• **PROBLEM SET**
A) Answer these questions from the ARIAD Form 8-K, one per line, marked as the questions are:
(i) What date does the report give for the earliest event reported?
(ii) In which state is the registrant incorporated?
(iii) What telephone number, with area code, does the registrant list?
B) Name every rule cited next to a checkbox in the ARIAD Form 8-K.
C) Reproduce the ARIAD Form 8-K word for word from "26 Landsdowne Street, Cambridge, Massachusetts" to "since last report)".

• **TEXT BLOCK**
════════════════════
UNITED STATES
                       SECURITIES AND EXCHANGE COMMISSION
                             Washington, D.C. 20549

                                    FORM 8-K

                                 CURRENT REPORT
     Pursuant to Section 13 or 15(d) of The Securities Exchange Act of 1934

       Date of Report (Date of earliest event reported): January 26, 2005

                           ARIAD Pharmaceuticals, Inc.
             (Exact name of registrant as specified in its charter)


          Delaware                       0-21696                 22-3106987
(State or other jurisdiction          (Commission             (I.R.S. Employer
      of incorporation)               File Number)           Identification No.)


              26 Landsdowne Street, Cambridge, Massachusetts 02139
               (Address of principal executive offices) (Zip Code)


       Registrant's telephone number, including area code: (617) 494-0400


                                 Not Applicable
          (Former name or former address, if changed since last report)


Check the appropriate box below if the Form 8-K filing is intended to
simultaneously satisfy the filing obligation of the registrant under any of the
following provisions (see General Instruction A.2. below):

|_| Written communications pursuant to Rule 425 under the Securities Act
    (17 CFR 230.425)

|_| Soliciting material pursuant to Rule 14a-12 under the Exchange Act
    (17 CFR 240.14a-12)

|_| Pre-commencement communications pursuant to Rule 14d-2(b) under the Exchange
    Act (17 CFR 240.14d-2(b))

|_| Pre-commencement communications pursuant to Rule 13e-4(c) under the Exchange
    Act (17 CFR 240.13e-4(c))



ITEM 1.01  Entry into a Material Definitive Agreement.
════════════════════
• **MATERIAL PROVIDED**
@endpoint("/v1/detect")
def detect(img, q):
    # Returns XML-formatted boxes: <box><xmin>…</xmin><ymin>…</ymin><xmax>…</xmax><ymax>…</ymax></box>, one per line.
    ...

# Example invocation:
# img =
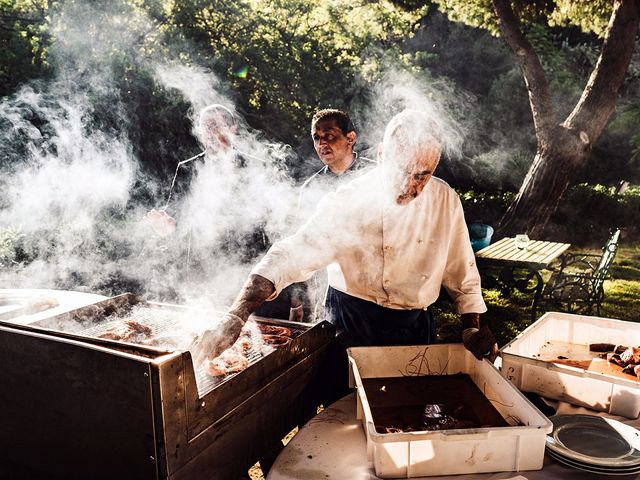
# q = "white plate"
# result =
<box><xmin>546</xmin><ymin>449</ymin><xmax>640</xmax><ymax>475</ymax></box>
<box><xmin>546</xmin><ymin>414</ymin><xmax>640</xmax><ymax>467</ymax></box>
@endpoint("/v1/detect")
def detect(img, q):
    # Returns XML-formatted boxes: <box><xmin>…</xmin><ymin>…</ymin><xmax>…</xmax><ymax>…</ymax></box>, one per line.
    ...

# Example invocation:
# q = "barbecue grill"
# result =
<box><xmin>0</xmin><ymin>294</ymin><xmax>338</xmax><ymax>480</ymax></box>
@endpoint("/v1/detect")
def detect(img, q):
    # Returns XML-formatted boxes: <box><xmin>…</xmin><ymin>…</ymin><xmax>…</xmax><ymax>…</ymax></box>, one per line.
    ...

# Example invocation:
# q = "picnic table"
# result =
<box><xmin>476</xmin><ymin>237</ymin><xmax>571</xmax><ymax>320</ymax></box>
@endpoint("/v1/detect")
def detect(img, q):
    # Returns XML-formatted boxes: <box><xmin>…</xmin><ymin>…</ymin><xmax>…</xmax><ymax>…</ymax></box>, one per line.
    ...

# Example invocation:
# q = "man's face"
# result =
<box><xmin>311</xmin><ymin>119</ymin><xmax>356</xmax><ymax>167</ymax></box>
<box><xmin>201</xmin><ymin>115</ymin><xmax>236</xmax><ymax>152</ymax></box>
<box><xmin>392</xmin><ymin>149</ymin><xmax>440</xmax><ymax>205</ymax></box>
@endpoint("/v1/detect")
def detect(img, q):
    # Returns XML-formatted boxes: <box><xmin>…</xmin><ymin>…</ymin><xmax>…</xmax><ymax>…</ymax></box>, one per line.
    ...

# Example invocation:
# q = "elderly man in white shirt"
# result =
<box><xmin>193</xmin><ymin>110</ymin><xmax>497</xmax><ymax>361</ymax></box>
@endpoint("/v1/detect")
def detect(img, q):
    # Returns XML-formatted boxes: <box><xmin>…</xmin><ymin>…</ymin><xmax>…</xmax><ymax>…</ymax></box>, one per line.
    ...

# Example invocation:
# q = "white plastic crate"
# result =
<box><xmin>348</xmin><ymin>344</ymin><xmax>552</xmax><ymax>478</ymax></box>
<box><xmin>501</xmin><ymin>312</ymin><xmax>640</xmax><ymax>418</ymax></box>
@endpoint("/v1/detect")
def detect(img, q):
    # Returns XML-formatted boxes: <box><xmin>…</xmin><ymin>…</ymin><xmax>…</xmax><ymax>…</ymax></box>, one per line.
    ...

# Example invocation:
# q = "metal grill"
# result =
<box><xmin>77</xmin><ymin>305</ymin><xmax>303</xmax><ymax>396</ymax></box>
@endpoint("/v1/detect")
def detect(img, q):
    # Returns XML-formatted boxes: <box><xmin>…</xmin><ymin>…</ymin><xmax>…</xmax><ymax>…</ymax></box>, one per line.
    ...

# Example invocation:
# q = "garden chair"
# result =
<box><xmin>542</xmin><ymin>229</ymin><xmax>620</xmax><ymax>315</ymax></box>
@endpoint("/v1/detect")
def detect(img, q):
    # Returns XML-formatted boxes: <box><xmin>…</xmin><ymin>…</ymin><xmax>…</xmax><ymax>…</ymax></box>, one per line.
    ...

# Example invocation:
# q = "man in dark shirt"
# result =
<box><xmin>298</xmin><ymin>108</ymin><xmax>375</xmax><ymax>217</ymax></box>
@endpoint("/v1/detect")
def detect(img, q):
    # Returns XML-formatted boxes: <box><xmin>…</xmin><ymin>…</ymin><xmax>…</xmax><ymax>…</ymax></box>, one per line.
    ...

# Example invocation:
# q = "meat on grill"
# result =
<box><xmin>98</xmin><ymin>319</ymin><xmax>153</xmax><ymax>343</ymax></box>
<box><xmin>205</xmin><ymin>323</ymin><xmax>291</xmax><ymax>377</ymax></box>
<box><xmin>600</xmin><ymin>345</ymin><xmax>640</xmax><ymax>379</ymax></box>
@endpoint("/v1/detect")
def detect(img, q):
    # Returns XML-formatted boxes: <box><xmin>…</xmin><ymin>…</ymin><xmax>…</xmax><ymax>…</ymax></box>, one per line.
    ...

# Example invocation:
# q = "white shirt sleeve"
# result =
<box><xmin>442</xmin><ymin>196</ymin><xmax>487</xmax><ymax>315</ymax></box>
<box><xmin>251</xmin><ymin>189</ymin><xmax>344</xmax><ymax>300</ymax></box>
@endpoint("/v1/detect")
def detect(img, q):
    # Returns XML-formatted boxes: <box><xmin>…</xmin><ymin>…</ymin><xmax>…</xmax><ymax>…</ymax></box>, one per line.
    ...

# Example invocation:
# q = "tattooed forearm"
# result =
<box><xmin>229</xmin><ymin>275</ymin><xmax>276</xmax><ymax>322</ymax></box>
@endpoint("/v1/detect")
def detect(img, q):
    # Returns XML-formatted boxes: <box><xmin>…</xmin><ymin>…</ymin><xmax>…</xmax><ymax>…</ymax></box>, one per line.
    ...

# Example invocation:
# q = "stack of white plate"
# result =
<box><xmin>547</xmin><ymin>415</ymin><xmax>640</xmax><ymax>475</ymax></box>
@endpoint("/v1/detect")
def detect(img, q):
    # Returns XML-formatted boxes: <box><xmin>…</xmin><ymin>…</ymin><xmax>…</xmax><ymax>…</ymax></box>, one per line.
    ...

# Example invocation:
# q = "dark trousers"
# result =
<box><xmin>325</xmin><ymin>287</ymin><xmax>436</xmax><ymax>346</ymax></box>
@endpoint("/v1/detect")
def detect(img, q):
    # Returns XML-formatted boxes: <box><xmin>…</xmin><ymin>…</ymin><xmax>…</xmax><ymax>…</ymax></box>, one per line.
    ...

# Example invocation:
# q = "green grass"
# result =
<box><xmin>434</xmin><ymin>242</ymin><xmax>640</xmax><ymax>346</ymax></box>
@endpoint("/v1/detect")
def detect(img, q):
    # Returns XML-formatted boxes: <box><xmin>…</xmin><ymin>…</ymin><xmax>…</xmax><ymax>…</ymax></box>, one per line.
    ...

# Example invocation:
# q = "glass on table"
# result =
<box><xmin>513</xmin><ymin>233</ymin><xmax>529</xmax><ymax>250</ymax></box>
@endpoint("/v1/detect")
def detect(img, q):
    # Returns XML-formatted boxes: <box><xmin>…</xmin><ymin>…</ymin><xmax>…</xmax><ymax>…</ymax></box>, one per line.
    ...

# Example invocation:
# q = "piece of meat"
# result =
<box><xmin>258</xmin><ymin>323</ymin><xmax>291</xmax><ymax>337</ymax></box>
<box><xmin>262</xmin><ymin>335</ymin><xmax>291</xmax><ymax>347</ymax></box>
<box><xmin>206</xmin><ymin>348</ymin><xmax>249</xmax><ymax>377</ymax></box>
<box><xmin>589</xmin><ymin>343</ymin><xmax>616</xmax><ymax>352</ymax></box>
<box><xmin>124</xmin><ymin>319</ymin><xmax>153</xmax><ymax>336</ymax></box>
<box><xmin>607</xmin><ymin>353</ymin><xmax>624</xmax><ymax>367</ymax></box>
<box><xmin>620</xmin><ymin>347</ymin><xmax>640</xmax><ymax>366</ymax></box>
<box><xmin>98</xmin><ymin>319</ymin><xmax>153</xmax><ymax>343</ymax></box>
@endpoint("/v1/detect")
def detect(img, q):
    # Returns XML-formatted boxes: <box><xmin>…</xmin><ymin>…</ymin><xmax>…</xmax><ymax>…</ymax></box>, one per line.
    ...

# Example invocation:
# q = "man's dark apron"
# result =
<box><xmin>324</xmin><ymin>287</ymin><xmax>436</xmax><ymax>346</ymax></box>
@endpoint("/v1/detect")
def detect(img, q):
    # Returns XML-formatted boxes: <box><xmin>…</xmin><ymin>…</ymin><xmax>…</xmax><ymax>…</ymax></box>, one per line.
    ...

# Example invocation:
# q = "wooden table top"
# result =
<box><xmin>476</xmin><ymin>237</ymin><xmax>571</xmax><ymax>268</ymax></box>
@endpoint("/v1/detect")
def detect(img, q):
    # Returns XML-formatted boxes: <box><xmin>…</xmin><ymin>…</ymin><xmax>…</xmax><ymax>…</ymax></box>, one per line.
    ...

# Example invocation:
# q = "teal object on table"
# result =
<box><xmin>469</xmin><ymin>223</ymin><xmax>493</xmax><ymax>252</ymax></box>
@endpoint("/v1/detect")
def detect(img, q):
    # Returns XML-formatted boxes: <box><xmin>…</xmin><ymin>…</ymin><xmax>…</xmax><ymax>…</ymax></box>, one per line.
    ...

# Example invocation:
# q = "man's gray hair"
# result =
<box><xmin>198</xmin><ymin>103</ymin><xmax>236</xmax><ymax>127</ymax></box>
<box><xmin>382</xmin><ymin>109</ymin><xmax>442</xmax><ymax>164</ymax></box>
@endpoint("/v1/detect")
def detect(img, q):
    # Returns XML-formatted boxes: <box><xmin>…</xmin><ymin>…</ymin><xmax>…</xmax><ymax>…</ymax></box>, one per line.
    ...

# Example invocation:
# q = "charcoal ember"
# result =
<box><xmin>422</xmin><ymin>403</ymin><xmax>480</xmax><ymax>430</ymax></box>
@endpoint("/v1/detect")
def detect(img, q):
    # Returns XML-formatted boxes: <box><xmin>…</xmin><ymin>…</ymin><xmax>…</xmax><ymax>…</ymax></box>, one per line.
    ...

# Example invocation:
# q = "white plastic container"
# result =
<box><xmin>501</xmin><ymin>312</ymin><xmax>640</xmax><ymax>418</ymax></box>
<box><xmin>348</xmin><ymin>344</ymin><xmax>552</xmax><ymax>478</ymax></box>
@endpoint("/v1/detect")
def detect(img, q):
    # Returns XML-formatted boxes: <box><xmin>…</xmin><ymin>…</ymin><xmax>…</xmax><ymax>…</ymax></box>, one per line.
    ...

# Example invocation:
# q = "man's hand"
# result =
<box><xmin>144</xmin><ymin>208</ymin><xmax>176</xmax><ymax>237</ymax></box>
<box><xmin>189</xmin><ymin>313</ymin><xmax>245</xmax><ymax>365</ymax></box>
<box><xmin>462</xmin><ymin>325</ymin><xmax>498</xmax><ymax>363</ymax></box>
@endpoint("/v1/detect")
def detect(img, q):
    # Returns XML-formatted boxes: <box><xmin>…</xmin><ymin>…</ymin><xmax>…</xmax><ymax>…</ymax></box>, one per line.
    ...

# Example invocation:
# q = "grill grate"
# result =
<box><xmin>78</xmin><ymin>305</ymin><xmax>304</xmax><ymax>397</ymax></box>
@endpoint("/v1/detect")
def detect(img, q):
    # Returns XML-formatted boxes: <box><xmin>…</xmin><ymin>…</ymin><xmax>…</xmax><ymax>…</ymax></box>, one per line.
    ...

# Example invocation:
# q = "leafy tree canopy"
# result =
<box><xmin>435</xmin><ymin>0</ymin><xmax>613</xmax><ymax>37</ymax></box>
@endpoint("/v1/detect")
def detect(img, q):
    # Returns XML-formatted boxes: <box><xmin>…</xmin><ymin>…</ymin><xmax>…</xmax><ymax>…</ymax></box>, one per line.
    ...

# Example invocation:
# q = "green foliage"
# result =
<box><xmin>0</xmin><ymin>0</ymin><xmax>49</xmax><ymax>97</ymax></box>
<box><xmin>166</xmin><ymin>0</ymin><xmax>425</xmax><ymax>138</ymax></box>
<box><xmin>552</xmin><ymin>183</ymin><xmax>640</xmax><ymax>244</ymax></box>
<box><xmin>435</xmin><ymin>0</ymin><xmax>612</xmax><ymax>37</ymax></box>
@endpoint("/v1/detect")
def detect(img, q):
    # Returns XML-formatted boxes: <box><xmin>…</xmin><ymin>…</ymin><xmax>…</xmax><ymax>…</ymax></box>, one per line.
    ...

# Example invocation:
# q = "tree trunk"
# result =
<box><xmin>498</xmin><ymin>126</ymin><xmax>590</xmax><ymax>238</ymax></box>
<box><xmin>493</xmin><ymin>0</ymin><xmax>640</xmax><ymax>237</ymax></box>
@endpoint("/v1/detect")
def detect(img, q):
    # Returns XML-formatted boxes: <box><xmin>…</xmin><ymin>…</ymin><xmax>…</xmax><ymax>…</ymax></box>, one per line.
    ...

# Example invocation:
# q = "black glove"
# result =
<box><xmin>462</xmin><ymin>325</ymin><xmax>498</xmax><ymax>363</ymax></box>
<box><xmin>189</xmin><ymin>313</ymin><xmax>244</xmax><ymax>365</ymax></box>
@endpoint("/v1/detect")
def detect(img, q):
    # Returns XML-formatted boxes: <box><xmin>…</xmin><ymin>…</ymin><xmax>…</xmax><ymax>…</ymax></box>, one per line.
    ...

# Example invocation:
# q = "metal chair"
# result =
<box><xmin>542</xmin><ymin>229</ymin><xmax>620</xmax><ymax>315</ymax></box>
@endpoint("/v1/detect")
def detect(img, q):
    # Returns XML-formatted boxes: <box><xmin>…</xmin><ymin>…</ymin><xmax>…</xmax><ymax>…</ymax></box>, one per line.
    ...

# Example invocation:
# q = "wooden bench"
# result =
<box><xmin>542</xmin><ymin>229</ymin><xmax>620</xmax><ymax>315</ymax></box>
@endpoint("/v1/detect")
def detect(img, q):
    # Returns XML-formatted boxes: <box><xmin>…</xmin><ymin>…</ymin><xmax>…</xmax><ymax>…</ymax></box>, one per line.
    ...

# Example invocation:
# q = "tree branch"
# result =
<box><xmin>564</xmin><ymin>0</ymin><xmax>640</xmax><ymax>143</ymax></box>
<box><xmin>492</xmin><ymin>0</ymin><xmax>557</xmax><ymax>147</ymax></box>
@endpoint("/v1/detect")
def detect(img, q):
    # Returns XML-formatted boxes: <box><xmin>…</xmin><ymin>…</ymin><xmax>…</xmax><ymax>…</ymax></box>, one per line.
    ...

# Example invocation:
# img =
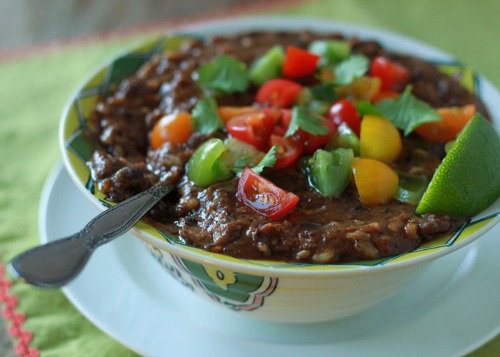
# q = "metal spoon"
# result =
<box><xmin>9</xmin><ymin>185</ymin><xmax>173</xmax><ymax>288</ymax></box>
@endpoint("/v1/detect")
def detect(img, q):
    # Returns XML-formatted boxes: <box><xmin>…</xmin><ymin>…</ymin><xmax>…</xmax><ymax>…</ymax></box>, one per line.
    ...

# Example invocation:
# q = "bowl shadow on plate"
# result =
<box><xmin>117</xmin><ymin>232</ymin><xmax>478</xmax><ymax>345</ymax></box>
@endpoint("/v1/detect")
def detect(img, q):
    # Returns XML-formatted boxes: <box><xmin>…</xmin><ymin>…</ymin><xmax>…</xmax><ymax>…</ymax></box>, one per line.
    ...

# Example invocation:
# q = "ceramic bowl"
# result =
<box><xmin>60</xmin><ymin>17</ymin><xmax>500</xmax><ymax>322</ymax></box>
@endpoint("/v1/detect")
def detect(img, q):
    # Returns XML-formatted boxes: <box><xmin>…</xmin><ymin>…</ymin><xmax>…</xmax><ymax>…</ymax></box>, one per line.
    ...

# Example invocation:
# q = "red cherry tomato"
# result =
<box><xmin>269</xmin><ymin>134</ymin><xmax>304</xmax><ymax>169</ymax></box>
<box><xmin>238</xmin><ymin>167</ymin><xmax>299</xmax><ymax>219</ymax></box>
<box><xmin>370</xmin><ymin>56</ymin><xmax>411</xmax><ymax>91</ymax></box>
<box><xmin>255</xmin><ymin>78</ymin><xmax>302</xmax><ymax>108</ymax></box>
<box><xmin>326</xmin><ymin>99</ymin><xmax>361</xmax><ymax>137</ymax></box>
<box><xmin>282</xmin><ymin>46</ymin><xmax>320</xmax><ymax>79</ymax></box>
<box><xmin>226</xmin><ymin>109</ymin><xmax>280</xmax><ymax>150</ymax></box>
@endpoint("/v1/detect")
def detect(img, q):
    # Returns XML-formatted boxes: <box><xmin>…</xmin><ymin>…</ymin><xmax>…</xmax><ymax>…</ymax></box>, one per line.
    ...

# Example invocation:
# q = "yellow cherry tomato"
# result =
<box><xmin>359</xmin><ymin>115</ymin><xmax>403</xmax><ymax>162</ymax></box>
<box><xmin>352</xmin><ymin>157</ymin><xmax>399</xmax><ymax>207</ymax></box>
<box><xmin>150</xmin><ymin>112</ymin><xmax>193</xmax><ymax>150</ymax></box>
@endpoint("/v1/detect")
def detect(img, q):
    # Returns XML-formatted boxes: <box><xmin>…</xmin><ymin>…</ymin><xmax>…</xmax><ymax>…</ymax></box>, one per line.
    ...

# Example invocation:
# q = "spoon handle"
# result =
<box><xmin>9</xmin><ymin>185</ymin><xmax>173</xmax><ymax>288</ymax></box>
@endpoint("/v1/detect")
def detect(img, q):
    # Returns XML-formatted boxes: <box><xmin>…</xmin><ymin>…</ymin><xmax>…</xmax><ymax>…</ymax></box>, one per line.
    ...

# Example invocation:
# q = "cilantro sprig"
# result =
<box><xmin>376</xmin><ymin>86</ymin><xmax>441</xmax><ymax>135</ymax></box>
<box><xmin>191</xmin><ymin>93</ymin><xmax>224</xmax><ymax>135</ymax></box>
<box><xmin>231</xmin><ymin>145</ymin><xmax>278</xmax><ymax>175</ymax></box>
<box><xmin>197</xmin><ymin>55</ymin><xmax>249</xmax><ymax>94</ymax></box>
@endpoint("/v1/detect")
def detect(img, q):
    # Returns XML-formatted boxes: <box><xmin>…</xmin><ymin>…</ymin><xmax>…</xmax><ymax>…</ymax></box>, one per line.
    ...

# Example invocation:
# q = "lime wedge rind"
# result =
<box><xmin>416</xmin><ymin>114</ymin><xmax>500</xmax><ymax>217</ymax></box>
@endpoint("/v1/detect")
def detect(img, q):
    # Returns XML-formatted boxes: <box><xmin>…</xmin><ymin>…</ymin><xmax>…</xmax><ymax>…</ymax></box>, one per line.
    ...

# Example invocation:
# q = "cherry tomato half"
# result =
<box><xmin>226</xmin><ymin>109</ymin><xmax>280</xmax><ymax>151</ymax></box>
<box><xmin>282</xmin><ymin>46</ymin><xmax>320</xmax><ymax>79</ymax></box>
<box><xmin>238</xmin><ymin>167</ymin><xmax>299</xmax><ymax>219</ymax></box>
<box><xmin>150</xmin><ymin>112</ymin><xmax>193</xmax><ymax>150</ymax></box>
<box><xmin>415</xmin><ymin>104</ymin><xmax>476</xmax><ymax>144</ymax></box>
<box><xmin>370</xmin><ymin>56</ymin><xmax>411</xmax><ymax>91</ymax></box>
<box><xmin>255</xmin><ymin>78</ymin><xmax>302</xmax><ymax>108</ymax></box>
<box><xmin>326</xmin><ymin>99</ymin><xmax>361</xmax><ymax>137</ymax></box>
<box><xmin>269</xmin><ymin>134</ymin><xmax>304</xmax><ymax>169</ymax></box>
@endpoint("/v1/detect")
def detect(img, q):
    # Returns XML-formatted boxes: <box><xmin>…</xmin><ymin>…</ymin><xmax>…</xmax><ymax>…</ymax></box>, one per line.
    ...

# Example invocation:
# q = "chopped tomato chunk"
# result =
════════════════════
• **EXERCISE ANSWERS**
A)
(i) January 26, 2005
(ii) Delaware
(iii) (617) 494-0400

B) Rule 425, Rule 14a-12, Rule 14d-2(b), Rule 13e-4(c)

C)
26 Landsdowne Street, Cambridge, Massachusetts 02139
               (Address of principal executive offices) (Zip Code)


       Registrant's telephone number, including area code: (617) 494-0400


                                 Not Applicable
          (Former name or former address, if changed since last report)